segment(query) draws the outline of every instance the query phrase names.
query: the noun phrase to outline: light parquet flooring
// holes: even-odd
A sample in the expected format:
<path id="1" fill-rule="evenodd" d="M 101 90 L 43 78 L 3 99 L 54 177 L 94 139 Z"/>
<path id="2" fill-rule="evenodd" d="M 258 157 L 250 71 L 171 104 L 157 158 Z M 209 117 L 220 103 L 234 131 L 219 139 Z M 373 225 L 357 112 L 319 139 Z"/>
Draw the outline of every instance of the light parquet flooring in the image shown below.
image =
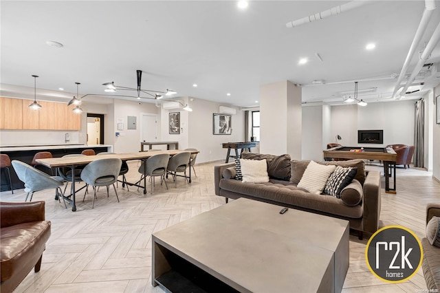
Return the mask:
<path id="1" fill-rule="evenodd" d="M 87 195 L 83 203 L 84 193 L 80 192 L 75 213 L 70 206 L 66 209 L 63 202 L 54 200 L 54 191 L 36 193 L 34 201 L 46 202 L 52 235 L 43 255 L 41 270 L 36 274 L 31 271 L 15 292 L 162 292 L 151 285 L 151 234 L 224 204 L 224 198 L 214 193 L 214 164 L 197 165 L 197 177 L 193 177 L 190 185 L 182 177 L 177 180 L 177 188 L 168 179 L 168 191 L 157 183 L 153 195 L 149 186 L 144 195 L 134 187 L 127 191 L 120 183 L 119 203 L 113 188 L 109 197 L 105 188 L 101 188 L 94 209 L 91 195 Z M 138 163 L 129 162 L 129 182 L 135 182 Z M 373 165 L 367 169 L 382 167 Z M 440 184 L 430 173 L 414 168 L 398 169 L 397 180 L 397 195 L 385 193 L 382 188 L 380 226 L 402 225 L 421 239 L 425 236 L 426 205 L 440 202 Z M 382 186 L 383 181 L 382 177 Z M 25 197 L 23 190 L 14 191 L 14 195 L 0 193 L 3 202 L 23 202 Z M 426 289 L 421 269 L 399 284 L 386 283 L 373 276 L 364 260 L 366 241 L 366 237 L 360 241 L 355 235 L 350 236 L 350 267 L 343 292 L 415 292 Z M 301 292 L 300 288 L 296 290 Z"/>

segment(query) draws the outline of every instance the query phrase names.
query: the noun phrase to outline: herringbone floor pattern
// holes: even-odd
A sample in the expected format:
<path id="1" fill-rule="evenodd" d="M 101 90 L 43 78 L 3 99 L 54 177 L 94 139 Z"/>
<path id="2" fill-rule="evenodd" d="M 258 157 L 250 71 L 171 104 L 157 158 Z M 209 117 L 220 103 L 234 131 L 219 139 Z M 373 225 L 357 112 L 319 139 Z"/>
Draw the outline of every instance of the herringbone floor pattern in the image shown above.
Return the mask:
<path id="1" fill-rule="evenodd" d="M 138 163 L 129 164 L 128 180 L 135 182 L 139 177 Z M 146 196 L 135 188 L 127 191 L 120 183 L 119 203 L 112 188 L 108 198 L 105 188 L 101 188 L 94 209 L 91 195 L 87 195 L 83 203 L 81 192 L 75 213 L 69 206 L 65 209 L 62 202 L 54 200 L 54 191 L 36 193 L 32 200 L 46 202 L 46 219 L 52 221 L 52 236 L 43 256 L 41 270 L 36 274 L 32 271 L 15 292 L 162 292 L 159 287 L 151 286 L 151 235 L 224 204 L 224 199 L 214 193 L 214 164 L 196 166 L 197 177 L 193 177 L 190 185 L 179 177 L 175 188 L 168 179 L 168 190 L 157 184 L 154 193 Z M 424 171 L 410 169 L 397 172 L 397 195 L 386 194 L 382 188 L 381 226 L 402 225 L 422 238 L 425 206 L 440 201 L 440 184 Z M 23 190 L 14 195 L 10 191 L 0 193 L 1 201 L 23 202 L 25 197 Z M 350 268 L 343 292 L 415 292 L 426 288 L 421 270 L 400 284 L 377 279 L 365 264 L 366 243 L 366 239 L 359 241 L 354 235 L 350 237 Z M 298 290 L 300 292 L 300 288 Z"/>

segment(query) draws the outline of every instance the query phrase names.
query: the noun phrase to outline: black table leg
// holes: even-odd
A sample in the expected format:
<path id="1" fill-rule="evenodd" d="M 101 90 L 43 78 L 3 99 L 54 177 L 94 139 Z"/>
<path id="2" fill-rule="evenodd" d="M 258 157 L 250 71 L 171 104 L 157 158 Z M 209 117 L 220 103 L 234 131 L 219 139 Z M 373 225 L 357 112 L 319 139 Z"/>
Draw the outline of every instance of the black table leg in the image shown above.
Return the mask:
<path id="1" fill-rule="evenodd" d="M 229 162 L 229 155 L 231 153 L 231 148 L 229 147 L 228 148 L 228 153 L 226 154 L 226 160 L 225 161 L 225 163 L 228 163 Z"/>

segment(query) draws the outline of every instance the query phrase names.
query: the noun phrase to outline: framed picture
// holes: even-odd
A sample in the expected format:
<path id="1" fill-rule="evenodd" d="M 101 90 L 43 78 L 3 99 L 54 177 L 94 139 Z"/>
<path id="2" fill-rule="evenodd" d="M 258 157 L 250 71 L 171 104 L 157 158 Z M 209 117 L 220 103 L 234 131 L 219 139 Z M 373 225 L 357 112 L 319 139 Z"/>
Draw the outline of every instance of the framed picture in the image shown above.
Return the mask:
<path id="1" fill-rule="evenodd" d="M 435 113 L 437 113 L 437 123 L 440 124 L 440 95 L 435 97 Z"/>
<path id="2" fill-rule="evenodd" d="M 170 134 L 180 134 L 180 112 L 170 113 Z"/>
<path id="3" fill-rule="evenodd" d="M 212 114 L 212 134 L 231 134 L 232 133 L 230 115 Z"/>

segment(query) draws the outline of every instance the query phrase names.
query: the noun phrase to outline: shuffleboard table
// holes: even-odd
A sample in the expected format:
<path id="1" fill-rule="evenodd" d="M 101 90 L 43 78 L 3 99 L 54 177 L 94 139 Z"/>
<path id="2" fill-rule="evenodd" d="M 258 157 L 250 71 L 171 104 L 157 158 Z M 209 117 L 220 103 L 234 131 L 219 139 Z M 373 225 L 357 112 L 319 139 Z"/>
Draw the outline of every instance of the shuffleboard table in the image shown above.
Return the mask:
<path id="1" fill-rule="evenodd" d="M 251 147 L 256 146 L 256 142 L 226 142 L 223 144 L 223 149 L 228 149 L 228 154 L 226 155 L 226 163 L 229 162 L 230 158 L 234 158 L 236 159 L 239 158 L 241 156 L 241 153 L 245 149 L 250 152 Z M 235 155 L 230 155 L 231 149 L 235 149 Z M 239 149 L 241 149 L 241 151 L 239 153 Z"/>
<path id="2" fill-rule="evenodd" d="M 336 146 L 324 150 L 324 159 L 361 159 L 378 160 L 384 162 L 385 174 L 385 192 L 396 193 L 396 152 L 391 148 Z M 393 177 L 393 188 L 390 187 L 389 178 Z"/>

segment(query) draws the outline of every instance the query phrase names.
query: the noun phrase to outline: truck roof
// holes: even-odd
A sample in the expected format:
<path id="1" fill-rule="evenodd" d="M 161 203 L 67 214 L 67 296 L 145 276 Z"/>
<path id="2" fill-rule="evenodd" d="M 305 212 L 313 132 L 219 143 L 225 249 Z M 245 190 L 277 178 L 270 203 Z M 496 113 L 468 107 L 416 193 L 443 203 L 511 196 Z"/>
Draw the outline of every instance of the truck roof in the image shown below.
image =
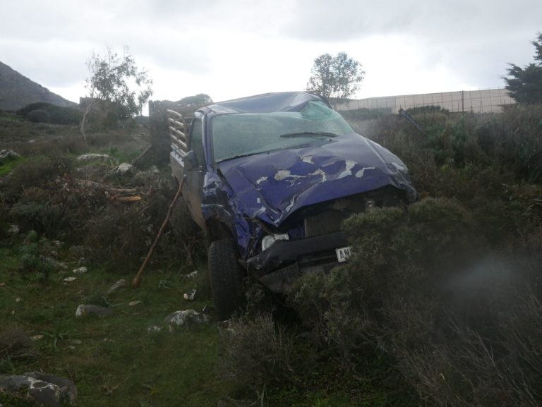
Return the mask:
<path id="1" fill-rule="evenodd" d="M 219 102 L 202 107 L 198 111 L 204 114 L 299 111 L 311 101 L 322 102 L 331 108 L 327 99 L 318 95 L 308 92 L 281 92 Z"/>

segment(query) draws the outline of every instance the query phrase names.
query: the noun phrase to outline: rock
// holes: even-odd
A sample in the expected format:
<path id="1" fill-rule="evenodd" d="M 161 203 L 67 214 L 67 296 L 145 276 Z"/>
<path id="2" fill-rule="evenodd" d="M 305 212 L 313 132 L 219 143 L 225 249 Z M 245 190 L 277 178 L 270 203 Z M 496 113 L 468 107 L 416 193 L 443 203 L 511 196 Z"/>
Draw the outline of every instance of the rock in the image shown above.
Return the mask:
<path id="1" fill-rule="evenodd" d="M 76 269 L 73 270 L 73 272 L 76 274 L 82 274 L 83 273 L 86 273 L 88 271 L 88 269 L 85 267 L 85 266 L 83 266 L 82 267 L 79 267 L 78 269 Z"/>
<path id="2" fill-rule="evenodd" d="M 131 175 L 137 171 L 137 169 L 131 164 L 123 162 L 111 170 L 108 173 L 108 175 Z"/>
<path id="3" fill-rule="evenodd" d="M 51 254 L 53 255 L 54 253 L 52 253 Z M 56 261 L 51 256 L 40 256 L 40 258 L 46 263 L 49 263 L 56 269 L 66 269 L 68 268 L 68 266 L 66 265 L 66 263 Z"/>
<path id="4" fill-rule="evenodd" d="M 183 295 L 183 298 L 187 301 L 193 301 L 194 297 L 195 297 L 195 288 L 193 288 L 188 294 L 185 293 Z"/>
<path id="5" fill-rule="evenodd" d="M 126 280 L 124 279 L 121 279 L 118 281 L 116 281 L 114 284 L 111 286 L 109 289 L 107 290 L 107 295 L 112 294 L 115 291 L 120 290 L 121 288 L 124 288 L 127 286 Z"/>
<path id="6" fill-rule="evenodd" d="M 18 158 L 20 155 L 13 150 L 0 150 L 0 159 Z"/>
<path id="7" fill-rule="evenodd" d="M 0 391 L 25 394 L 46 407 L 60 407 L 66 402 L 73 403 L 77 398 L 77 388 L 73 382 L 39 372 L 0 376 Z"/>
<path id="8" fill-rule="evenodd" d="M 77 308 L 77 310 L 76 311 L 76 317 L 86 317 L 88 315 L 105 317 L 107 315 L 111 315 L 112 313 L 113 310 L 111 308 L 106 308 L 105 307 L 100 307 L 98 305 L 81 304 Z"/>
<path id="9" fill-rule="evenodd" d="M 89 153 L 83 154 L 77 157 L 79 161 L 90 161 L 91 159 L 107 159 L 111 156 L 107 154 Z"/>
<path id="10" fill-rule="evenodd" d="M 9 225 L 8 228 L 8 234 L 14 236 L 18 235 L 20 233 L 20 228 L 19 225 Z"/>
<path id="11" fill-rule="evenodd" d="M 209 320 L 207 315 L 200 314 L 194 310 L 176 311 L 166 317 L 166 322 L 170 327 L 173 325 L 181 327 L 190 323 L 201 324 Z"/>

(WHAT YOU SHOULD DO)
Extract every line from the rows above that contains the string "parquet", and copy each one in full.

(WRITTEN SOLUTION)
query: the noun phrase to outline: light parquet flooring
Draw the outline of every instance of the light parquet flooring in the image shown below.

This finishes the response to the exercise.